-- Passage --
::::

TRACKING THE SKY
For the last 3 years, my lightweight portable tracker consisted of an iOptron SkyTracker. It was my primary photography tool through the winters when hauling my scope outside wasn’t always feasible, and through the summer served me well for long exposure Milky Way photography and time lapse sequences.
But while this fine little tracker served me well and provided me with some really great shots of the sky, it left me disappointed about a month back when without warning, it decided to give up the ghost on me as chronicled in this blog post. [EDIT: it has since been repaired] Winter is rapidly approaching and I needed to get a replacement stat! Enter the Sky-Watcher Star Adventurer!
Why the Star Adventurer?
At first, I had considered replacing my SkyTracker with the new SkyTracker Pro. But looking into the different trackers a bit more in-depth, I realized the SkyTracker had several advantages over the SkyTracker series.
- It’s a true German equatorial mount vs a tracking platform whereas the SkyTracker series and Vixen Polarie are tracking platforms. While both provide the same function, the ability to have a counterweight to help keep tracking accurate under heavier loads was a big factor. The counterweight option is available on the SkyTracker Pro, but the Star Adventurer has a maximum payload of a full 2kg more. It seemed a better option, as I do have a couple of rather heavy lenses.
- The Star Adventurer comes equipped at an ST4 guide port to use with an auto-guider. This may be helpful down the road as I plan on getting a standalone autoguide (vs my current guide camera / laptop setup)
- It’s a multipurpose mount with pan effects for any type of time lapse photography. I’ve been getting more into time lapse photography since last summer so I figured this could be a useful tool for this purpose. I particularly look forward to using in this manner the next time I’m out shooting the Aurora Borealis.
The Star Adventurer is available in 3 different bundles at 3 different price points.
The first includes only the mount. While the price looks attractive, you need to provide all the extras needed to use the mount. On its own, there’s not a lot you can do with just the mount. You can attach the mount to a normal tilt-pan head and properly align it, it’s not as easy or accurate as with the equatorial wedge designed for it.
The second, the Photography Bundle, includes the equatorial wedge and ball head adapter. To me, unless you positively have everything else you need, this is the minimum bundle I would recommend buying. You just supply the camera, a ball head and a tripod, and you’re in business.
The 3rd, the Astro Bundle, comes with everything in the previous bundle, but also includes an extra mounting bracket with a counterweight for mounting heavier loads or small telescopes. This is the package I opted to buy.

::::

-- Stored rows --
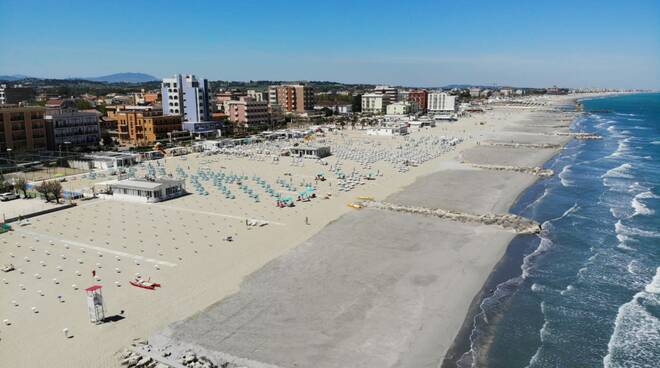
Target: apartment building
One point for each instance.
(390, 94)
(23, 128)
(186, 96)
(399, 108)
(292, 98)
(67, 126)
(137, 128)
(374, 103)
(441, 102)
(15, 94)
(247, 112)
(419, 97)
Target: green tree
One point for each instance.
(43, 190)
(82, 104)
(21, 185)
(55, 188)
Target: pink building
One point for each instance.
(247, 112)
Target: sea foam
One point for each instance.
(636, 336)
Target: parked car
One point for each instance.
(8, 196)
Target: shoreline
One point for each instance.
(385, 272)
(425, 354)
(507, 268)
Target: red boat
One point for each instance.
(144, 284)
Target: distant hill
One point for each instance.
(13, 77)
(123, 78)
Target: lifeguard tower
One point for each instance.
(95, 304)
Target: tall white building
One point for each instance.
(186, 96)
(374, 103)
(441, 102)
(390, 93)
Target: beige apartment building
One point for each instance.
(293, 97)
(23, 129)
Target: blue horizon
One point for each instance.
(604, 44)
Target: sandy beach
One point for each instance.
(321, 285)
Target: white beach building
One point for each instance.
(441, 103)
(388, 130)
(373, 103)
(147, 191)
(306, 151)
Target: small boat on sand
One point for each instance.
(144, 284)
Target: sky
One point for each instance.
(408, 42)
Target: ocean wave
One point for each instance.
(622, 148)
(543, 333)
(568, 289)
(562, 176)
(543, 247)
(636, 336)
(640, 207)
(630, 231)
(624, 114)
(620, 171)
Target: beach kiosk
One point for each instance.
(95, 304)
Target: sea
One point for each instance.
(586, 291)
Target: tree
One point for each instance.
(21, 185)
(55, 188)
(43, 189)
(82, 104)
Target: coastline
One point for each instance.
(507, 268)
(425, 353)
(426, 269)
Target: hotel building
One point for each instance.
(186, 96)
(441, 102)
(23, 129)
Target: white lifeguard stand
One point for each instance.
(95, 304)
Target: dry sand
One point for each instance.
(370, 288)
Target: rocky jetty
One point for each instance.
(143, 355)
(579, 135)
(519, 224)
(523, 145)
(538, 171)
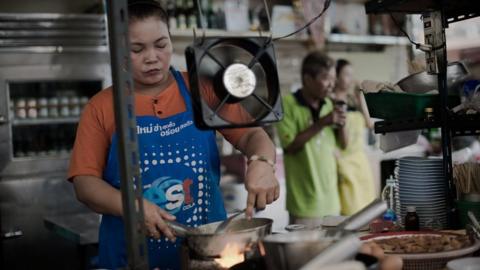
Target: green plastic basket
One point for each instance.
(463, 208)
(394, 106)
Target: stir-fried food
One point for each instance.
(423, 243)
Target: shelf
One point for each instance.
(45, 121)
(461, 125)
(402, 125)
(465, 125)
(188, 34)
(367, 39)
(456, 10)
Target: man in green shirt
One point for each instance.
(309, 133)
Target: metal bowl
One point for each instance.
(292, 250)
(242, 232)
(422, 82)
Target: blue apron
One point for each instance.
(180, 173)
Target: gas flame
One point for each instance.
(232, 254)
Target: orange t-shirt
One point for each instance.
(97, 125)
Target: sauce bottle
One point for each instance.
(412, 222)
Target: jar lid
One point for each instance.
(471, 197)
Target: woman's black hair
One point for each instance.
(341, 63)
(141, 9)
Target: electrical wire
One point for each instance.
(417, 44)
(326, 4)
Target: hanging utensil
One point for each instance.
(475, 225)
(224, 225)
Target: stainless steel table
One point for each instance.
(81, 228)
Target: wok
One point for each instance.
(422, 82)
(242, 232)
(292, 250)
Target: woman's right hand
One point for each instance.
(155, 221)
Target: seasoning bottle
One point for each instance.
(412, 222)
(429, 116)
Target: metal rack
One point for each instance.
(437, 15)
(125, 121)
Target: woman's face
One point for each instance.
(151, 51)
(345, 78)
(321, 85)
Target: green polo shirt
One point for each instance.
(311, 173)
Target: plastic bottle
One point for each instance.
(388, 195)
(412, 222)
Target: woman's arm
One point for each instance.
(260, 181)
(102, 198)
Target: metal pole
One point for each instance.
(434, 26)
(125, 121)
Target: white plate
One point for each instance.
(471, 263)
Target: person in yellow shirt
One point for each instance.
(311, 130)
(356, 187)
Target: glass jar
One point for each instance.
(389, 196)
(20, 108)
(412, 222)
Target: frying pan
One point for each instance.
(205, 242)
(292, 250)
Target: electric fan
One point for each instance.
(234, 82)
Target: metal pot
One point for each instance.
(292, 250)
(422, 82)
(244, 233)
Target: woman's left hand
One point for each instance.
(262, 186)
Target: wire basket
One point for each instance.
(426, 261)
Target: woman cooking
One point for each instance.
(179, 163)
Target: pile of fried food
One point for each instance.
(423, 243)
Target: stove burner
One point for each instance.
(251, 264)
(190, 260)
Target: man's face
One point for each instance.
(322, 84)
(345, 77)
(151, 50)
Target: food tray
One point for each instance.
(396, 106)
(425, 261)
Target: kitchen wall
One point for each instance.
(42, 6)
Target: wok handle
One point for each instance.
(179, 229)
(364, 216)
(342, 250)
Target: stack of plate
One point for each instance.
(421, 184)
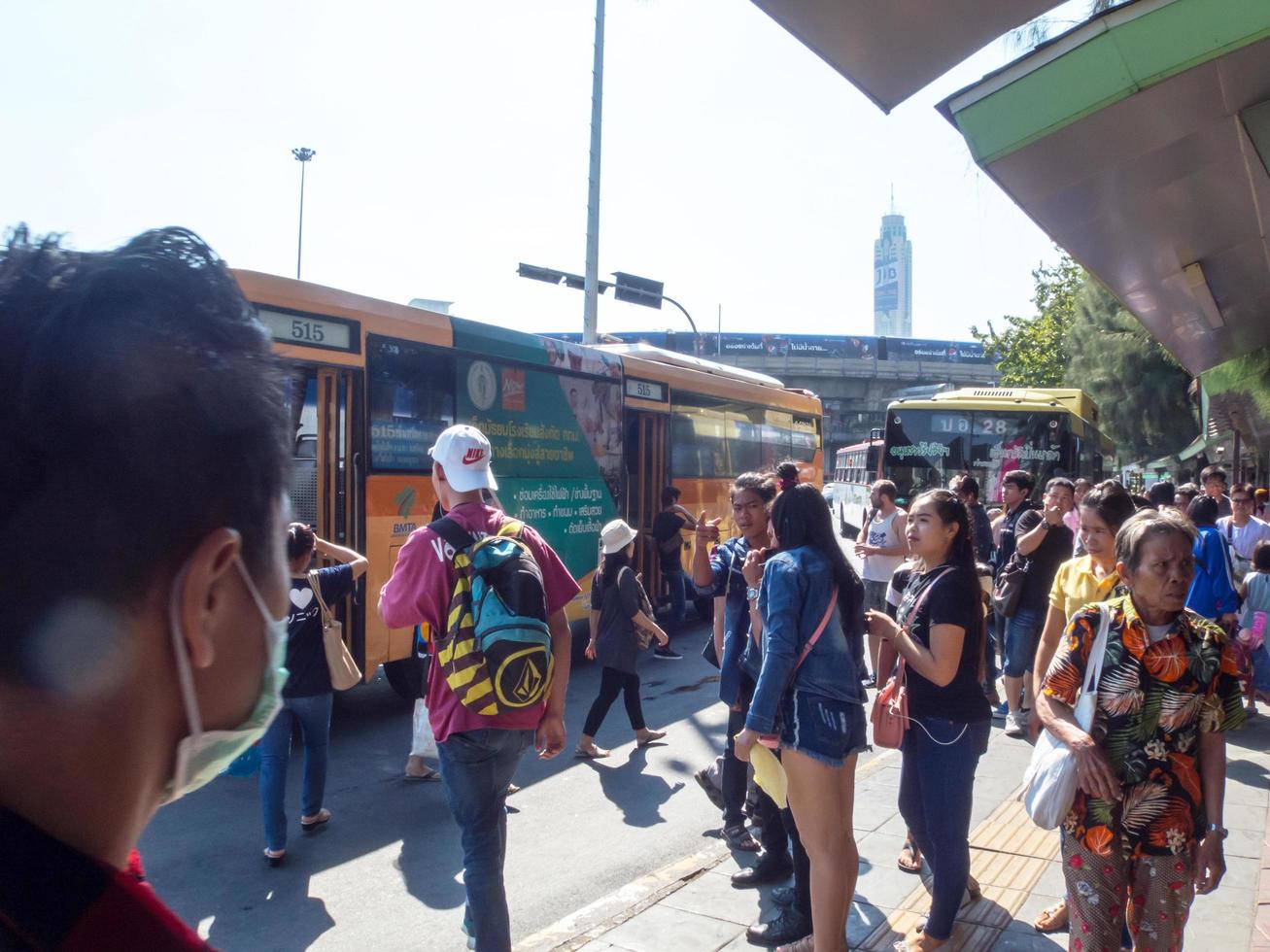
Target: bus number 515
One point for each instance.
(306, 330)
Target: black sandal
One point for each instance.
(319, 820)
(739, 838)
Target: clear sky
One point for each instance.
(452, 144)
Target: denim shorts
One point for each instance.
(1022, 636)
(824, 729)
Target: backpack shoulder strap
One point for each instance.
(452, 533)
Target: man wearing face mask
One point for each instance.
(144, 459)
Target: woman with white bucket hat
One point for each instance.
(616, 599)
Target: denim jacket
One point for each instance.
(739, 653)
(794, 595)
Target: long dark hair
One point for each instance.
(801, 517)
(611, 563)
(950, 509)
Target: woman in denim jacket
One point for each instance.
(815, 707)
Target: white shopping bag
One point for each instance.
(423, 744)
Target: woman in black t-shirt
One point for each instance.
(940, 634)
(615, 612)
(306, 695)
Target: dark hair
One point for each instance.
(1113, 507)
(885, 488)
(300, 541)
(761, 484)
(1203, 510)
(1021, 479)
(1212, 472)
(1161, 493)
(1062, 483)
(950, 509)
(1145, 524)
(801, 517)
(608, 567)
(1261, 556)
(965, 483)
(140, 409)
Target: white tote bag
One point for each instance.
(1049, 785)
(423, 743)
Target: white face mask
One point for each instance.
(203, 754)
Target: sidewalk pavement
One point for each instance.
(691, 906)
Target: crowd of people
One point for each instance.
(150, 363)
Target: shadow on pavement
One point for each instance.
(639, 795)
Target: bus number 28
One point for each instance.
(306, 330)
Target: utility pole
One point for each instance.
(304, 156)
(591, 287)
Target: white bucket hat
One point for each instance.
(616, 536)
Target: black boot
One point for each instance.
(769, 868)
(790, 926)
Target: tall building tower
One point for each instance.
(893, 278)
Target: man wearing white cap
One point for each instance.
(479, 753)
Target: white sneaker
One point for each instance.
(1016, 724)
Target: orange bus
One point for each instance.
(580, 434)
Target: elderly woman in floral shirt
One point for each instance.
(1145, 834)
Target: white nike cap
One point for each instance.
(463, 454)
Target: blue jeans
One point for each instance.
(936, 790)
(1022, 634)
(313, 715)
(677, 584)
(475, 769)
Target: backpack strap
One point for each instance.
(455, 534)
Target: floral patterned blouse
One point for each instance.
(1154, 699)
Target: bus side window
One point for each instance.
(412, 400)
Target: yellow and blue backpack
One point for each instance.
(496, 653)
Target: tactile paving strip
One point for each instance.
(1008, 856)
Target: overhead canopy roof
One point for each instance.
(1133, 141)
(890, 49)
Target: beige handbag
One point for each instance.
(340, 664)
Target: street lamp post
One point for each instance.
(591, 281)
(304, 156)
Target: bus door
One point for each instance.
(646, 475)
(329, 470)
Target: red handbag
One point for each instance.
(889, 712)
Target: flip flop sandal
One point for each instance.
(912, 865)
(317, 822)
(1051, 919)
(739, 838)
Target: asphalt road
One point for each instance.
(386, 872)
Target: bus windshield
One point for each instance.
(926, 447)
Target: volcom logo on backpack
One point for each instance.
(497, 649)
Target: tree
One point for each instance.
(1033, 352)
(1141, 390)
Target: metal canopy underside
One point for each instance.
(892, 49)
(1123, 140)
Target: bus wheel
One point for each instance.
(405, 677)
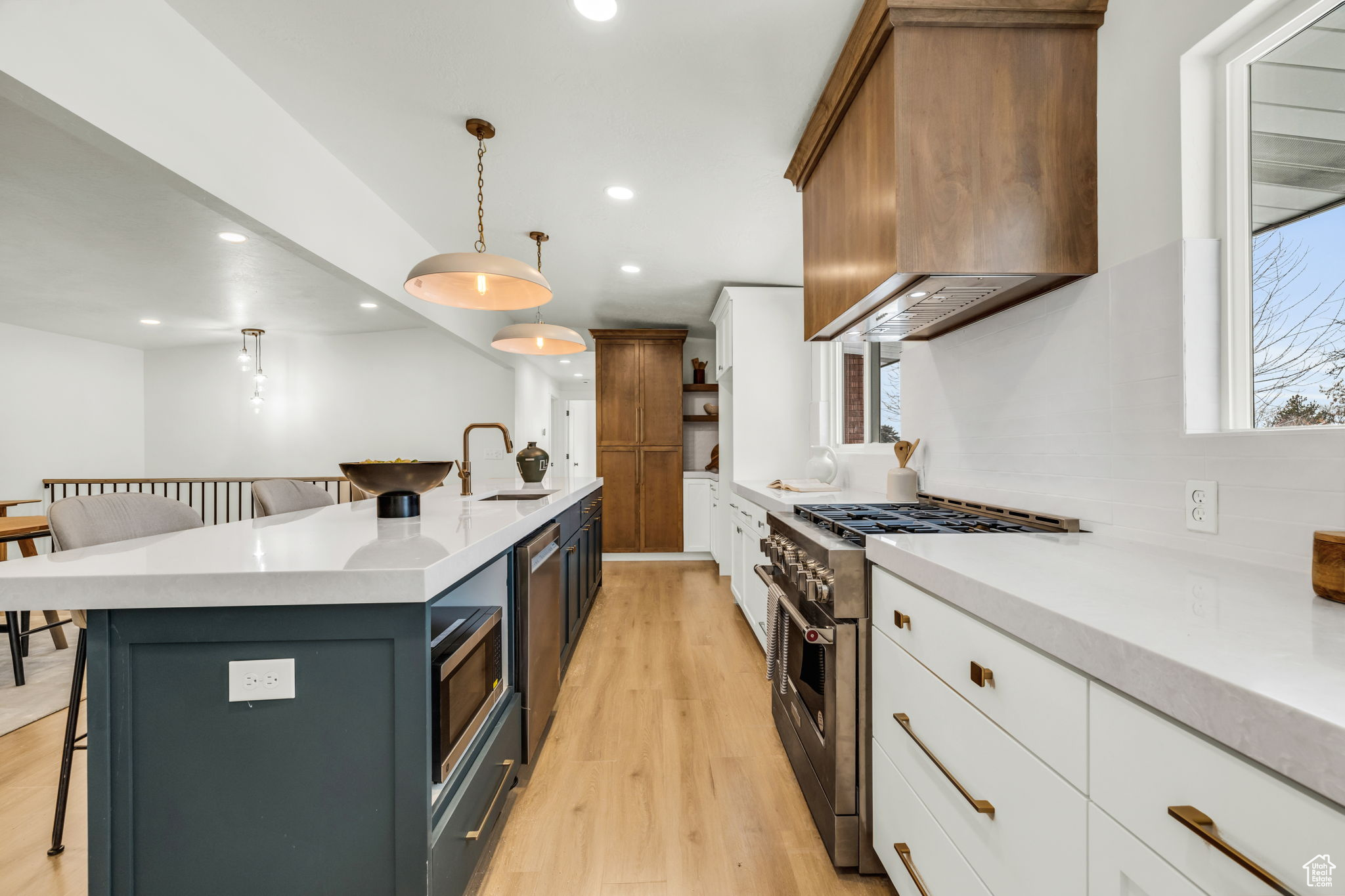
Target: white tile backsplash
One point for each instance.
(1072, 403)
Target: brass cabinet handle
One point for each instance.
(477, 834)
(979, 805)
(904, 855)
(982, 676)
(1204, 828)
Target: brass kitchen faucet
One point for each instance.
(464, 468)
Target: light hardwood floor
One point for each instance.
(662, 774)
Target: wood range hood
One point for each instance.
(950, 168)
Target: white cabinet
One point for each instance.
(1019, 824)
(910, 842)
(1139, 806)
(1142, 766)
(1033, 698)
(717, 528)
(764, 373)
(745, 530)
(695, 516)
(722, 320)
(1121, 865)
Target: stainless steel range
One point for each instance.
(818, 645)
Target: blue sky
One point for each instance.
(1321, 238)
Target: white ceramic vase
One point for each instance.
(822, 464)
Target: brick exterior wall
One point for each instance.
(853, 372)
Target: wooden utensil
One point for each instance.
(904, 452)
(1329, 565)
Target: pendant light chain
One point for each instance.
(539, 238)
(481, 194)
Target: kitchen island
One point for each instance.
(330, 792)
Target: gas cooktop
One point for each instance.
(857, 522)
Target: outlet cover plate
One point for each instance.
(252, 680)
(1202, 505)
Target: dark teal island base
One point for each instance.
(324, 794)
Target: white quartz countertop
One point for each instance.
(783, 501)
(341, 554)
(1243, 653)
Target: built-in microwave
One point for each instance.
(467, 679)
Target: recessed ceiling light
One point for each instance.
(596, 10)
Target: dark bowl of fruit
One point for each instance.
(399, 484)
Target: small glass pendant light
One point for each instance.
(479, 280)
(539, 337)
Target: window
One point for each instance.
(868, 393)
(1297, 267)
(1264, 147)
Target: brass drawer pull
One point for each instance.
(979, 805)
(904, 855)
(981, 676)
(509, 767)
(1204, 828)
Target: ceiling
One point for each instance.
(1298, 125)
(92, 242)
(695, 105)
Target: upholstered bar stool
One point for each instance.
(81, 523)
(287, 496)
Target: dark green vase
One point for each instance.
(533, 463)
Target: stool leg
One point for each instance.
(68, 753)
(58, 634)
(11, 624)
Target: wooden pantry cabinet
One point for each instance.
(954, 137)
(639, 438)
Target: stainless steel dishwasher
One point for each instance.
(540, 621)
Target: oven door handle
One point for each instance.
(811, 633)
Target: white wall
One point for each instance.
(142, 73)
(73, 409)
(1072, 403)
(332, 399)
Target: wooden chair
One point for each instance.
(24, 530)
(81, 523)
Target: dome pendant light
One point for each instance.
(539, 337)
(479, 280)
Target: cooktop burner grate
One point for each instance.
(856, 522)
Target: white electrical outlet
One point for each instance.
(1202, 505)
(254, 680)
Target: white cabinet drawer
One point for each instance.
(1142, 765)
(1034, 843)
(900, 819)
(1121, 865)
(1038, 700)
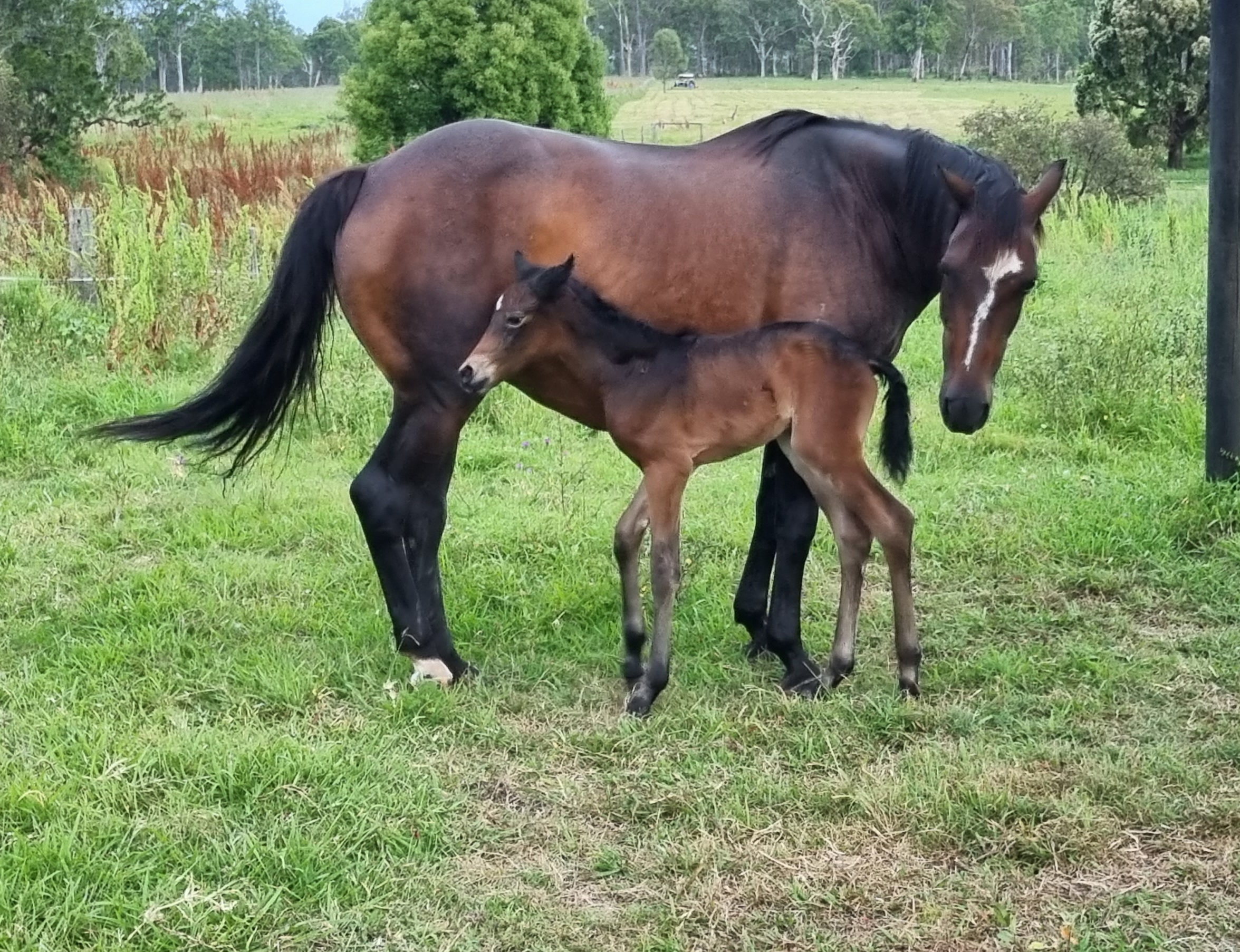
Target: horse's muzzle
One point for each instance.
(475, 377)
(965, 413)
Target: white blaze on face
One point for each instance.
(1005, 263)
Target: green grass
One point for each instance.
(263, 113)
(722, 104)
(206, 743)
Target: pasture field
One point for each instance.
(725, 103)
(206, 742)
(263, 113)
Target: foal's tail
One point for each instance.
(896, 441)
(277, 363)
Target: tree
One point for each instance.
(764, 23)
(76, 64)
(666, 56)
(919, 27)
(423, 64)
(1150, 69)
(331, 49)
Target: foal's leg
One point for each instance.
(889, 522)
(853, 542)
(749, 607)
(892, 525)
(629, 535)
(665, 486)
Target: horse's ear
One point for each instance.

::::

-- Aim of the task --
In the Star Adventurer post, reproduce word for word the passage from "- It’s a true" to "rather heavy lenses.".

-- Exercise response --
- It’s a true German equatorial mount vs a tracking platform whereas the SkyTracker series and Vixen Polarie are tracking platforms. While both provide the same function, the ability to have a counterweight to help keep tracking accurate under heavier loads was a big factor. The counterweight option is available on the SkyTracker Pro, but the Star Adventurer has a maximum payload of a full 2kg more. It seemed a better option, as I do have a couple of rather heavy lenses.